• Extract to read
*** Begin section ***
The Deficit Boogie Men, Medicare and Social Security are once again knocking at the door. The Social Security Trustees just released their annual report. They say social security will run out of money by 2036. This is one year earlier than projected last year. Why the sudden shocking news? Seems the fund projected revenues greater than actual because gee, people have less income than originally thought.
The above chart summarizes the run out dates for social security (OASI), disability insurance (DI) and Medicare (HI). When the line hits zero, the fund is out of money. From the report:
Social Security expenditures exceeded the program’s non-interest income in 2010 for the first time since 1983. The $49 billion deficit last year (excluding interest income) and $46 billion projected deficit in 2011 are in large part due to the weakened economy and to downward income adjustments that correct for excess payroll tax revenue credited to the trust funds in earlier years. This deficit is expected to shrink to about $20 billion for years 2012-2014 as the economy strengthens. After 2014, cash deficits are expected to grow rapidly as the number of beneficiaries continues to grow at a substantially faster rate than the number of covered workers. Through 2022, the annual cash deficits will be made up by redeeming trust fund assets from the General Fund of the Treasury. Because these redemptions will be less than interest earnings, trust fund balances will continue to grow. After 2022, trust fund assets will be redeemed in amounts that exceed interest earnings until trust fund reserves are exhausted in 2036, one year earlier than was projected last year. Thereafter, tax income would be sufficient to pay only about three-quarters of scheduled benefits through 2085.
Disability insurance is in a poor state. Those funds are expected to run dry by 2018. Medicare is now projected to run out of funds by 2024, now 5 years earlier than reported in the last trustee annual review.
To be fully funded, the report gives the needed percentages of income, or pay roll taxes. Don't worry, the taxes for social security and medicare aren't going up, these are just what it would take to make the funds solvent. Currently the tax rates for social security are 4.2% and medicare is 1.45%, just like what you see on your pay stub.
*** End section ***
• Material provided
*** Begin section ***
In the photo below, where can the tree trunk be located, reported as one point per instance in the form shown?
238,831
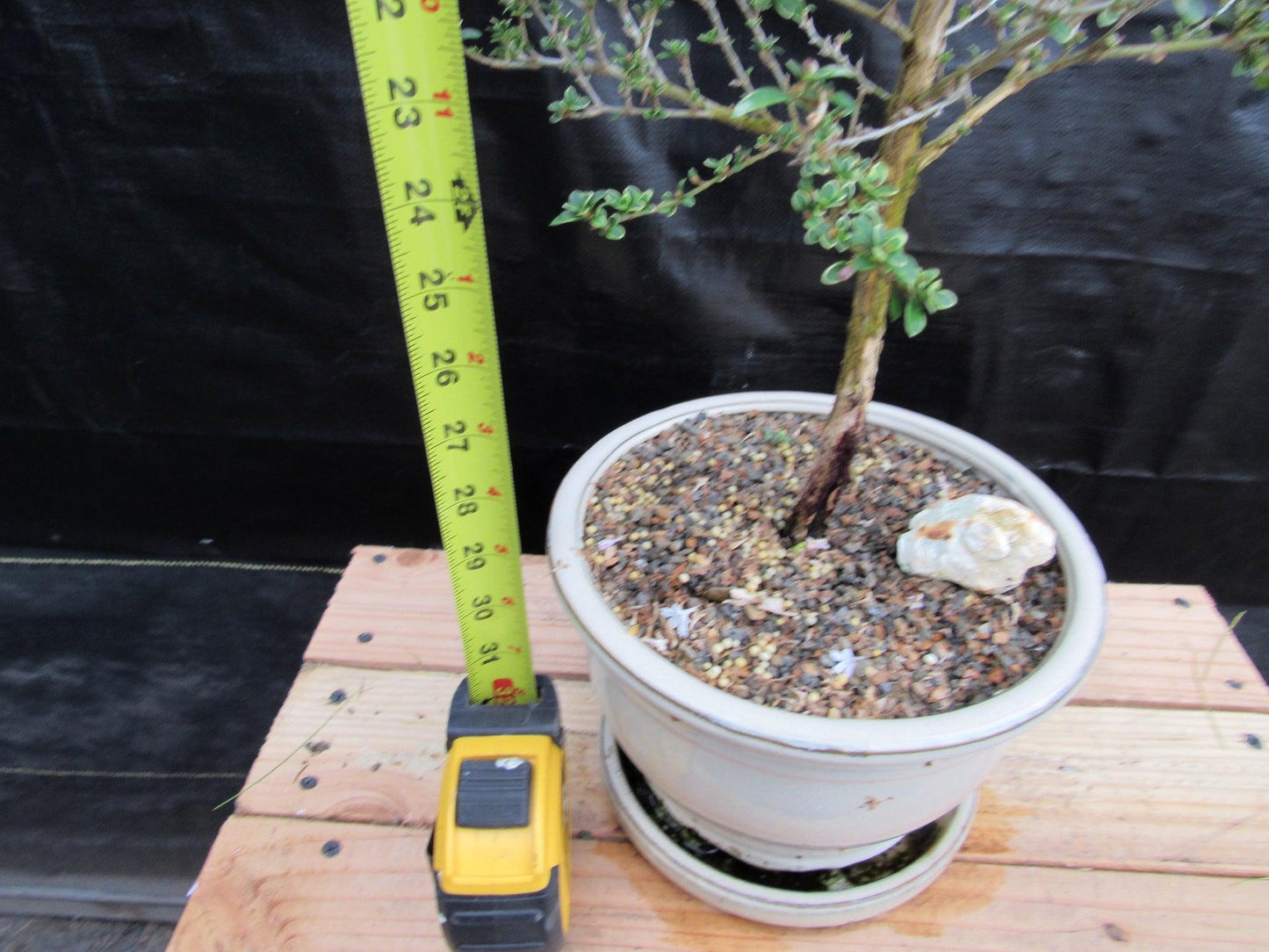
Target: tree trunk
844,429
*** End section ***
• Directions for this task
From the post about the Social Security Trustees report, list every program that is given a year when its funds run out, along with that year.

• Expected answer
- Social Security (OASI): 2036
- Disability insurance (DI): 2018
- Medicare (HI): 2024